Supplied text →

You might find this interesting

 '/' does not contain X, Y,or Z
.---------------------.-----------------.----------.
| .      .      .     | XYZ*   XYZ*   / | /  /  /  |
| XYZ    XYZ    .     | .      .      . | .  .  .  |
| .      .      .     | .      .      . | .  .  .  |
.---------------------.-----------------.----------.

The ALC net loop above has the form

 (XorY)r1c123 ===================== (X&Y)r1c45
  |                                   |
(X&Y=X&Z=Y&Z)r2c12 - (YorZ)r1c123 = (Y&Z)r1c45
      |                               |
     (XorZ)r1c123 ================= (X&Z)r1c45

They are not exactly alike, but it is interesting
to note that the ALC looks like a simple expansion
of the similar simple triple spoke pattern shown below
.---------------------.-----------------.----------.
| .      .      .     | XYZ*   /      / | /  /  /  |
| XYZ    .      .     | .      .      . | .  .  .  |
| .      .      .     | .      .      . | .  .  .  |
.---------------------.-----------------.----------.

(X)r1c123 ======================= (X)hub_r1c4
 |                                 |
(X = Y = Z)AALS_rim - (Z)r1c123 = (Z)hub_r1c4
     |                             |
    (Y)r1c123 =================== (Y)hub_r1c4

The triple-spoke can also expand as follows...

.---------------------.-----------------.----------.

Short problem 1 → Repeat the portion of the ALC net loop excerpt from "(X)r1c123 ======================= (X)hub_r1c4" up to and including "expand as follows...", without any changes.

Record set →
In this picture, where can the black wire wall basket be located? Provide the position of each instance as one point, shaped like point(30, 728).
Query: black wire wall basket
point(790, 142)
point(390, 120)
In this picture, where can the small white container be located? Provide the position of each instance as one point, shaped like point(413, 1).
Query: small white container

Short problem 2 → Reproduce every one of the rows that follow the excerpt above, keeping each line identical to the original.

Problem solution 1 →
(X)r1c123 ======================= (X)hub_r1c4
 |                                 |
(X = Y = Z)AALS_rim - (Z)r1c123 = (Z)hub_r1c4
     |                             |
    (Y)r1c123 =================== (Y)hub_r1c4

The triple-spoke can also expand as follows...

Problem solution 2 →
In this picture, where can the black wire wall basket be located? Provide the position of each instance as one point, shaped like point(30, 728).
Query: black wire wall basket
point(790, 142)
point(390, 120)
In this picture, where can the small white container be located? Provide the position of each instance as one point, shaped like point(413, 1).
Query: small white container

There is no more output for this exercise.